** START OF DATA SHOWN **

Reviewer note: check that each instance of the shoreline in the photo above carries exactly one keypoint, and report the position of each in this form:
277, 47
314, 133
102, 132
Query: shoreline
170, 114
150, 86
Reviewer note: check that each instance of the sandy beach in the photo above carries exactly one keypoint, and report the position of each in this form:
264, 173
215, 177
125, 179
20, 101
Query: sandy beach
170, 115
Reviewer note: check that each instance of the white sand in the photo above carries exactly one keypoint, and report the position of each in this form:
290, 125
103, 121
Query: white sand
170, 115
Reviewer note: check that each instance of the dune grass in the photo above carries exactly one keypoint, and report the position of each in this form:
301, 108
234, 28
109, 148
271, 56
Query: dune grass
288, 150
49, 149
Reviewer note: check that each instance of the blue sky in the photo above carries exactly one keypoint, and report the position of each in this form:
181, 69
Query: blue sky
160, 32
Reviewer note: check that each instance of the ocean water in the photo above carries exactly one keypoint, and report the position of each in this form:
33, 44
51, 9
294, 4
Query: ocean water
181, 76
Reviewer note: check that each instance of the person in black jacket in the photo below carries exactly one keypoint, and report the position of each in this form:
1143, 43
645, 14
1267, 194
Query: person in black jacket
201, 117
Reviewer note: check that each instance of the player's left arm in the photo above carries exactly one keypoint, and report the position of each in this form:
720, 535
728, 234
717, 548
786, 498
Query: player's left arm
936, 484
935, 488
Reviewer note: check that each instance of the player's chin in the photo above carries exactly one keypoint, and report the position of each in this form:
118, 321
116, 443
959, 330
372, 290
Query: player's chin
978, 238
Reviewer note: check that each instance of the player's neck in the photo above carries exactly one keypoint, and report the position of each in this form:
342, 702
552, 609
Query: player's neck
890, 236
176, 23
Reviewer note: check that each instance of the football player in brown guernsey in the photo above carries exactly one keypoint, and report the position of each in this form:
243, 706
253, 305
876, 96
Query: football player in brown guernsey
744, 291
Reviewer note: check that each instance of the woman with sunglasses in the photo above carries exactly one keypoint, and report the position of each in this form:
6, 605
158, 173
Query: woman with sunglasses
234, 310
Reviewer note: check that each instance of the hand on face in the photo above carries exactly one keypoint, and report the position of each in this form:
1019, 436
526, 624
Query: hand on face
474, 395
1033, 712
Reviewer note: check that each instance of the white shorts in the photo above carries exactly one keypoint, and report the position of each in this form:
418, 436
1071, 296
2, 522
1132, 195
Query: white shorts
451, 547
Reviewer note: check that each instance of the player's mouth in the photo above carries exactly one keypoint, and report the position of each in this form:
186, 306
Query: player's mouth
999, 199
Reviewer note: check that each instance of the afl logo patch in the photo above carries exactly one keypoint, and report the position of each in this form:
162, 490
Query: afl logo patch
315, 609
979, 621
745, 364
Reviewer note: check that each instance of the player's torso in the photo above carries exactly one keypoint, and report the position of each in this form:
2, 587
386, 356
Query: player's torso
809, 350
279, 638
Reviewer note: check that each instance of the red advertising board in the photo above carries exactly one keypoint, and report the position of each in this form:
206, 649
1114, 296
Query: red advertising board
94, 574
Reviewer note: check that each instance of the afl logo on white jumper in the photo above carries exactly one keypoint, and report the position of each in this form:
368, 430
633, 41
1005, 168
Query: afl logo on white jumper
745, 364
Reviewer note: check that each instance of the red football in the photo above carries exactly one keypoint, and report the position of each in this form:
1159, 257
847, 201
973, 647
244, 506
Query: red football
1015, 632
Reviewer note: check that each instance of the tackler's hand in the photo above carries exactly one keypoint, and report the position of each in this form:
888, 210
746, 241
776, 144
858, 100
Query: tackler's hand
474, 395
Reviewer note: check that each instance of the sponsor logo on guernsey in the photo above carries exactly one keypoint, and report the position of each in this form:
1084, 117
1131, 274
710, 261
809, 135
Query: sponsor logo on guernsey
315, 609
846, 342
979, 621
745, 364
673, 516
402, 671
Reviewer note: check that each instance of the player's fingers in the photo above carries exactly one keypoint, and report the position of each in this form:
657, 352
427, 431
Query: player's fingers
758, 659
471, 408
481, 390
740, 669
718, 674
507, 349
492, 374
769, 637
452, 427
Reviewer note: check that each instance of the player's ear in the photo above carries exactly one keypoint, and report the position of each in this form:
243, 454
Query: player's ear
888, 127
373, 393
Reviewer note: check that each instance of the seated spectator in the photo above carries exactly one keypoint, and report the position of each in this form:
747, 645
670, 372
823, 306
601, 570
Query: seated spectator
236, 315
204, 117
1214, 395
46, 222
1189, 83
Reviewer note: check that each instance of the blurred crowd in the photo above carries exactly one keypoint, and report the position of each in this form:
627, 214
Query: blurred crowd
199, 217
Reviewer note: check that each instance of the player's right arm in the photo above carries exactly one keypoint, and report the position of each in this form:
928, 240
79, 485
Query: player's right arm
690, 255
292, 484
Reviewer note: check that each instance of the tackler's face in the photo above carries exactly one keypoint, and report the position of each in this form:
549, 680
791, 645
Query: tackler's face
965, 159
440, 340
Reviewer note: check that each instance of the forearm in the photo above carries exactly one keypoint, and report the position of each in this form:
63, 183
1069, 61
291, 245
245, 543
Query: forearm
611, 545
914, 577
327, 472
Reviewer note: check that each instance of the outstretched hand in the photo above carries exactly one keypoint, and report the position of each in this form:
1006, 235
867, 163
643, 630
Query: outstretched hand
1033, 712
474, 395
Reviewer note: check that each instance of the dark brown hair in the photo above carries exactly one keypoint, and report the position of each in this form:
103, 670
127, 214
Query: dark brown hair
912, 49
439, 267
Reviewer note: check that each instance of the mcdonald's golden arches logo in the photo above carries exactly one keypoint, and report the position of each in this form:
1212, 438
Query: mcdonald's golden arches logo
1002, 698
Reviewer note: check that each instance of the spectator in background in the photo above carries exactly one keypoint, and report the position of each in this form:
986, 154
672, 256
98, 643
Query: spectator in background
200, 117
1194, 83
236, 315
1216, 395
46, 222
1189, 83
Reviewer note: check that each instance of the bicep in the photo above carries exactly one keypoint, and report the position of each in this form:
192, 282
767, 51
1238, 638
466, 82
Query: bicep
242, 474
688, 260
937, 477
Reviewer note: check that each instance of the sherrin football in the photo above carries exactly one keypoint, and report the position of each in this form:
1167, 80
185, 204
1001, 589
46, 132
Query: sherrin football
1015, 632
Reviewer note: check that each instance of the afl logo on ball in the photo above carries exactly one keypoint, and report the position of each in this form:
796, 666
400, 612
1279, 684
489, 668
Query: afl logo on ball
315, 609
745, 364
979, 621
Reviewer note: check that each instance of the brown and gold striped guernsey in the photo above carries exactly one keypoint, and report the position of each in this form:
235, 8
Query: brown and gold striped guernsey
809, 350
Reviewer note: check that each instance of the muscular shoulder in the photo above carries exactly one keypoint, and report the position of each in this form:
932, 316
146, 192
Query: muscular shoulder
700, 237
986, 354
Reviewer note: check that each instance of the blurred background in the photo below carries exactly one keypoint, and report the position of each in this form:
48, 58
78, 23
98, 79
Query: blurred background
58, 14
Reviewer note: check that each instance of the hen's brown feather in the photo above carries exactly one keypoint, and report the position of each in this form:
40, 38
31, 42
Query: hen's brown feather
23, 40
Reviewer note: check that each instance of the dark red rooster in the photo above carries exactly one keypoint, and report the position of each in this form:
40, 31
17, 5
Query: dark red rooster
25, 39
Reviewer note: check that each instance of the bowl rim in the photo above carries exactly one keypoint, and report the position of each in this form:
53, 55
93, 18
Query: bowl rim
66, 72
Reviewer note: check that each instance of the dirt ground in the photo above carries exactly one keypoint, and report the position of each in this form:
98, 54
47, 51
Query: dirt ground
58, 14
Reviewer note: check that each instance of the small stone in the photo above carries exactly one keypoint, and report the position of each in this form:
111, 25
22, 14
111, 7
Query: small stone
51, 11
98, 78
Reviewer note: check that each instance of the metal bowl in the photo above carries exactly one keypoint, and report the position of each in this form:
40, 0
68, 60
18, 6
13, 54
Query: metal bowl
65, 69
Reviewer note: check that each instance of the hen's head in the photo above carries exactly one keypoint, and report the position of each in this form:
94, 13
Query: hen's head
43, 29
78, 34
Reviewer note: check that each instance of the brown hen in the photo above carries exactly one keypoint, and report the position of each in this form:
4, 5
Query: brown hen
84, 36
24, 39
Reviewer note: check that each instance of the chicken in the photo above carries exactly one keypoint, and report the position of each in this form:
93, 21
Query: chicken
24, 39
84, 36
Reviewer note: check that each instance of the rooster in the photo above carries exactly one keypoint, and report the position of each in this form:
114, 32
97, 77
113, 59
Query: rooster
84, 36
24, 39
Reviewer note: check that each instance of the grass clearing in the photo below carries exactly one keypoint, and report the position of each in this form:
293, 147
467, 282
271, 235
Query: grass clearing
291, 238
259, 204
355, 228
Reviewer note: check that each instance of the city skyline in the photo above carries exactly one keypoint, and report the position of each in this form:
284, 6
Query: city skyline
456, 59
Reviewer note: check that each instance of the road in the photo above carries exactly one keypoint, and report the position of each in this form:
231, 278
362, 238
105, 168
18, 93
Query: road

** END OF DATA SHOWN **

Rewrite the data above as a numbered list with blank lines omitted, starting at the line that contains "Reviewer note: check that each instance of the hen's head" and ending at the last line of the data.

▶ _TASK OUTPUT_
1. Reviewer note: check that each instance of the hen's head in the photo above carries exactly one keypoint, and report the position of each in this form:
2. 94, 13
3. Query: hen's head
4. 43, 29
5. 78, 34
6. Reviewer note: check that each instance of the brown hen in the photo above carries exactly one keypoint, and report the position of each in this form:
7. 4, 5
8. Query: brown hen
9. 84, 36
10. 24, 39
11. Reviewer note: check that each instance of the chicken in the photo above carries exactly one keypoint, and report the position of each in this form:
12. 93, 21
13. Query: chicken
14. 24, 39
15. 84, 36
16. Reviewer note: check that each instance of the rooster in the photo above carries exactly one keypoint, and report the position of each in this form:
17. 114, 32
18. 97, 77
19. 113, 59
20. Query: rooster
21. 84, 36
22. 24, 39
23. Reviewer note: check that each instance of the grass clearing in the photo below carries exactly one keypoint, and report the position of each in this form:
24. 293, 147
25. 467, 282
26. 271, 235
27. Query: grass clearing
28. 291, 238
29. 259, 204
30. 355, 228
31. Reviewer note: check that each instance of the city skyline in the photo above carries exactly one keypoint, and report the position of each in this form:
32. 284, 6
33. Query: city skyline
34. 456, 59
35. Reviewer note: check that each instance of the road in the photo above carries exactly one keypoint, and report the position of each in this form:
36. 231, 278
37. 362, 238
38. 105, 168
39. 18, 93
40. Query: road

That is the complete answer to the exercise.